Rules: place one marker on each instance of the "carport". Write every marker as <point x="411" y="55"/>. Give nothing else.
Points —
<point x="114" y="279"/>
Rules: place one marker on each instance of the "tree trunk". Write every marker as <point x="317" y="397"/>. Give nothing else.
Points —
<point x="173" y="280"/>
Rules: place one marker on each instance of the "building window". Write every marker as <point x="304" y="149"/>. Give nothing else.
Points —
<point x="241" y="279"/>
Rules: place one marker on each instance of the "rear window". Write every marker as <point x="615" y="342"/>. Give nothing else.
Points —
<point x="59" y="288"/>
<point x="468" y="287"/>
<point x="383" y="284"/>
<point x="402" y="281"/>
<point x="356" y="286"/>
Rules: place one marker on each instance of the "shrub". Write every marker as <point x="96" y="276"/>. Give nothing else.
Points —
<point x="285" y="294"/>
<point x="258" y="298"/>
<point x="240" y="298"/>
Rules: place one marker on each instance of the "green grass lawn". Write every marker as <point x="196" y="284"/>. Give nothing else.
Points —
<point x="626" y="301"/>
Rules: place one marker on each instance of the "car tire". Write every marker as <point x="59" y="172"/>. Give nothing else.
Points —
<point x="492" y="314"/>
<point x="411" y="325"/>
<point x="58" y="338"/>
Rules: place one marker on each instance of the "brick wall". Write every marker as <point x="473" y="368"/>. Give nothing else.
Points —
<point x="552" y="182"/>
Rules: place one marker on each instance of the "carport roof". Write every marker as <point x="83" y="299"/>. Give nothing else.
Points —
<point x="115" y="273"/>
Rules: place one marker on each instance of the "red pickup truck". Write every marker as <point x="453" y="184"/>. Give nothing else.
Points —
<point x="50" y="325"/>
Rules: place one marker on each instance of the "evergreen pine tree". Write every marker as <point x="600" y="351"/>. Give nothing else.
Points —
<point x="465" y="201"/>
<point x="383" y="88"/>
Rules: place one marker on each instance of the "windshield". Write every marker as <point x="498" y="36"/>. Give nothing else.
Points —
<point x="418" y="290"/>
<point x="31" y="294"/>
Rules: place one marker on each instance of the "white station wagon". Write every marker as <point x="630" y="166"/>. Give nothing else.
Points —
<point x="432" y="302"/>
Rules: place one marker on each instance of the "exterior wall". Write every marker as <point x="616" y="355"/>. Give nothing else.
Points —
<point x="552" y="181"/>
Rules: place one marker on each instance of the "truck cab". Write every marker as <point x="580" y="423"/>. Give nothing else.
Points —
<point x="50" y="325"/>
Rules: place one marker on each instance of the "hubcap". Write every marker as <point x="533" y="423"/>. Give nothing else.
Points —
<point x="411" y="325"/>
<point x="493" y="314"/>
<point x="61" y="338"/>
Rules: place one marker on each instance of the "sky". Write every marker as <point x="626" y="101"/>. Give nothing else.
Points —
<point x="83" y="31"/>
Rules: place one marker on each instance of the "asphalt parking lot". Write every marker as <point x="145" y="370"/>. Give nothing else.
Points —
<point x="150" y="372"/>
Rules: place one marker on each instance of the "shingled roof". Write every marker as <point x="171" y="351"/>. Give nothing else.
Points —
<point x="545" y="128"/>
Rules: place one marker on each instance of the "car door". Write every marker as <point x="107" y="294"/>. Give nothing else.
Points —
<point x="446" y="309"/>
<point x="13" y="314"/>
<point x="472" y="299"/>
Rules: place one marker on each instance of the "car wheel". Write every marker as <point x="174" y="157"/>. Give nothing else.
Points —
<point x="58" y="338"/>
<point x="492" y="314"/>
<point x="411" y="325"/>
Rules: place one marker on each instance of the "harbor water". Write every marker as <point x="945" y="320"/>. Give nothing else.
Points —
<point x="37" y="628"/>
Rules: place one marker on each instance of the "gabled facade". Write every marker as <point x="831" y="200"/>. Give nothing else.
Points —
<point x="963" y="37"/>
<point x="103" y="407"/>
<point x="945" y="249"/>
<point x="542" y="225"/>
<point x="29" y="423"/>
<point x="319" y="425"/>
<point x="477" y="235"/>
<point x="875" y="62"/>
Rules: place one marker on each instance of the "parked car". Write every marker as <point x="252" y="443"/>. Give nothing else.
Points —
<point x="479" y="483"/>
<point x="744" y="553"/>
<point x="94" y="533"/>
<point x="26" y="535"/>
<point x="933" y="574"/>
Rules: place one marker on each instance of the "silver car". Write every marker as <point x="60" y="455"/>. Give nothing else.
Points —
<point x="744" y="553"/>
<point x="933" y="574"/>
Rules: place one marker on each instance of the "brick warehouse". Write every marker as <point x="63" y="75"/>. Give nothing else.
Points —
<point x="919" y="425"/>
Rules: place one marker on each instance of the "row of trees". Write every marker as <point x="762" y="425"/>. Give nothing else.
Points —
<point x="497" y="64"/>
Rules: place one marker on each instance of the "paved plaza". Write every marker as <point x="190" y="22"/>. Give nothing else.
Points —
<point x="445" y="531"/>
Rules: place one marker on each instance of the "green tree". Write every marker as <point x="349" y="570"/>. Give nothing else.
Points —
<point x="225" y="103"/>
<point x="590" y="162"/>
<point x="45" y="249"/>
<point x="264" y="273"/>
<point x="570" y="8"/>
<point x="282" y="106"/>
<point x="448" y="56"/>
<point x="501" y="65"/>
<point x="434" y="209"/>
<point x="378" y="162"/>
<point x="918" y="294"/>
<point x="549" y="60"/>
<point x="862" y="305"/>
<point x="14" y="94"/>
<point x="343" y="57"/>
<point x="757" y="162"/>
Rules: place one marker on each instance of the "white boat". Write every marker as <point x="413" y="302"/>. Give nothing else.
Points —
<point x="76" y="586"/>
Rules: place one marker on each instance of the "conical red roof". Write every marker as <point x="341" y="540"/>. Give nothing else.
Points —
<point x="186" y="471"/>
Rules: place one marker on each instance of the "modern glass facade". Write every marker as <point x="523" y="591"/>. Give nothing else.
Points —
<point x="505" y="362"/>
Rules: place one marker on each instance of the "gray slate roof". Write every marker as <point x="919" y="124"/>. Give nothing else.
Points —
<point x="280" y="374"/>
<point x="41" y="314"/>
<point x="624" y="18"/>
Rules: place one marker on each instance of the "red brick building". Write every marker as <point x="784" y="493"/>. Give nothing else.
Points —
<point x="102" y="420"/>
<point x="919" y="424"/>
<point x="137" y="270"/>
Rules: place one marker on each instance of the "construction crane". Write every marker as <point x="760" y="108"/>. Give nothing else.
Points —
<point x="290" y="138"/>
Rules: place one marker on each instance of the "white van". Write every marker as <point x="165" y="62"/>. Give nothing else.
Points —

----

## [Exercise aim]
Would you retype all of the lines shown above, exactly as given?

## [Expected answer]
Rules: place one marker on each instance of the "carport". Write every marker as <point x="411" y="55"/>. Give nothing else.
Points —
<point x="114" y="279"/>
Rules: place one marker on each instance of the "tree trunk". Write every marker as <point x="317" y="397"/>. Give nothing else.
Points —
<point x="173" y="280"/>
Rules: place one marker on each instance of the "building window". Write every marker as <point x="304" y="149"/>. Give nothing else.
Points —
<point x="241" y="279"/>
Rules: place one marker on each instance of the "rear window". Write every marker as <point x="615" y="342"/>. Give nothing else.
Points —
<point x="59" y="288"/>
<point x="468" y="287"/>
<point x="383" y="284"/>
<point x="402" y="281"/>
<point x="356" y="286"/>
Rules: place one marker on each instance of the "shrub". Write every marker as <point x="96" y="276"/>. Give nothing else.
Points —
<point x="285" y="294"/>
<point x="258" y="298"/>
<point x="240" y="298"/>
Rules: place one marker on each instance of the "green grass lawn". Write every marker as <point x="196" y="284"/>. Give nothing else.
Points —
<point x="626" y="301"/>
Rules: place one marker on each instance of the "car tire". Write every marker as <point x="59" y="172"/>. Give nothing else.
Points —
<point x="492" y="314"/>
<point x="411" y="325"/>
<point x="58" y="338"/>
Rules: place one marker on each instance of the "brick wall". Write every marker as <point x="473" y="368"/>. Give nothing else.
Points —
<point x="552" y="182"/>
Rules: place one marker on each instance of the "carport roof". Write every marker as <point x="83" y="299"/>. Give nothing else.
Points —
<point x="115" y="273"/>
Rules: place one marker on each instance of the "red pickup truck". Write every marker as <point x="453" y="184"/>. Give nothing else.
Points —
<point x="50" y="325"/>
Rules: place one marker on each instance of the "evergreen pine tree". Write every marker as <point x="600" y="351"/>. Give nothing else.
Points —
<point x="465" y="201"/>
<point x="383" y="88"/>
Rules: place one marker on each instance of the "windshield". Write every marker as <point x="498" y="36"/>. Give nothing else.
Points —
<point x="418" y="290"/>
<point x="31" y="294"/>
Rules: place one marker on each instance of the "white station wagon". Write every marker as <point x="630" y="166"/>. Give nothing else.
Points —
<point x="432" y="302"/>
Rules: place one marker on each instance of the "exterior wall". Write every marker as <point x="616" y="355"/>. Give nothing else.
Points —
<point x="552" y="181"/>
Rules: place one marker on each instance of the "truck cab". Write every marker as <point x="580" y="423"/>. Give nothing else.
Points —
<point x="50" y="325"/>
Rules: place one marker on each instance of the "hubcap". Write every marker as <point x="533" y="423"/>. Give nothing else.
Points —
<point x="411" y="325"/>
<point x="493" y="314"/>
<point x="61" y="338"/>
Rules: place one marker on each instance of the "sky". Write every marker as <point x="626" y="101"/>. Give nothing else.
Points —
<point x="83" y="31"/>
Rules: place one marker on each instance of the "asphalt parking lot". Write every marker as <point x="145" y="370"/>. Give nothing else.
Points —
<point x="150" y="372"/>
Rules: place one marker on each instance of the "shingled roof". Write every marker as <point x="171" y="351"/>. Give nothing else.
Points —
<point x="545" y="128"/>
Rules: place one marker on each instance of the "car door". Write every marker as <point x="107" y="294"/>. Give nothing else.
Points —
<point x="446" y="309"/>
<point x="13" y="314"/>
<point x="472" y="299"/>
Rules: place one marker on each instance of the "car wheel". Write every marker as <point x="174" y="157"/>. Give nothing else.
Points —
<point x="58" y="338"/>
<point x="492" y="314"/>
<point x="411" y="325"/>
Rules: place one marker on each instance of the "harbor water". Write every marker as <point x="945" y="320"/>. Give nothing else.
Points —
<point x="37" y="628"/>
Rules: place one marker on each instance of the "gabled facade". Write every marker as <point x="831" y="200"/>. Give nothing else.
Points —
<point x="963" y="37"/>
<point x="103" y="407"/>
<point x="945" y="249"/>
<point x="542" y="225"/>
<point x="29" y="423"/>
<point x="319" y="425"/>
<point x="477" y="235"/>
<point x="875" y="62"/>
Rules: place one marker on each instance of the "parked car". Write every marker as <point x="252" y="443"/>. Give nothing else.
Points —
<point x="479" y="483"/>
<point x="744" y="553"/>
<point x="94" y="533"/>
<point x="26" y="535"/>
<point x="933" y="574"/>
Rules: place one marker on each instance of the "silver car". Write every marker as <point x="60" y="455"/>. Give nothing else.
Points —
<point x="744" y="553"/>
<point x="933" y="574"/>
Rules: place one marker on each instance of the "brick warehouse". Write every marker as <point x="63" y="75"/>. Give nothing else.
Points —
<point x="919" y="425"/>
Rules: place one marker on each instance of the "row of trees". Write every marker as <point x="762" y="425"/>. Give nothing else.
Points —
<point x="497" y="64"/>
Rules: place one marker on each instance of the "paved plaza". Write every marker as <point x="190" y="22"/>. Give nothing else.
Points —
<point x="445" y="531"/>
Rules: place one marker on each instance of the "green tree". Write every marker as <point x="349" y="570"/>. Give nothing else.
Points —
<point x="225" y="103"/>
<point x="590" y="162"/>
<point x="45" y="249"/>
<point x="264" y="273"/>
<point x="570" y="8"/>
<point x="282" y="106"/>
<point x="448" y="56"/>
<point x="501" y="65"/>
<point x="434" y="209"/>
<point x="378" y="162"/>
<point x="918" y="294"/>
<point x="549" y="60"/>
<point x="862" y="305"/>
<point x="14" y="94"/>
<point x="343" y="57"/>
<point x="757" y="162"/>
Rules: place one marker on each instance of the "white boat". Write every marker as <point x="413" y="302"/>. Give nothing else.
Points —
<point x="76" y="586"/>
Rules: place one marker on each instance of the "conical red roof". Write every marker as <point x="341" y="540"/>. Give nothing else.
Points —
<point x="186" y="471"/>
Rules: place one marker on each instance of the "modern glass facade". Write every marker as <point x="523" y="591"/>. Give nothing else.
Points —
<point x="505" y="362"/>
Rules: place one marker on each instance of the "gray slate roof". Write every marker as <point x="919" y="124"/>. Give nothing else.
Points —
<point x="280" y="374"/>
<point x="41" y="314"/>
<point x="624" y="18"/>
Rules: place one marker on each instance of the "red brick building". Write every marker as <point x="784" y="493"/>. Give nothing else.
Points —
<point x="102" y="420"/>
<point x="919" y="424"/>
<point x="137" y="270"/>
Rules: place one marker on each instance of the "construction crane". Write every marker as <point x="760" y="108"/>. Give nothing else.
Points —
<point x="290" y="138"/>
Rules: place one marker on each instance of the "white van". Write every marker as <point x="165" y="62"/>. Give nothing else.
Points —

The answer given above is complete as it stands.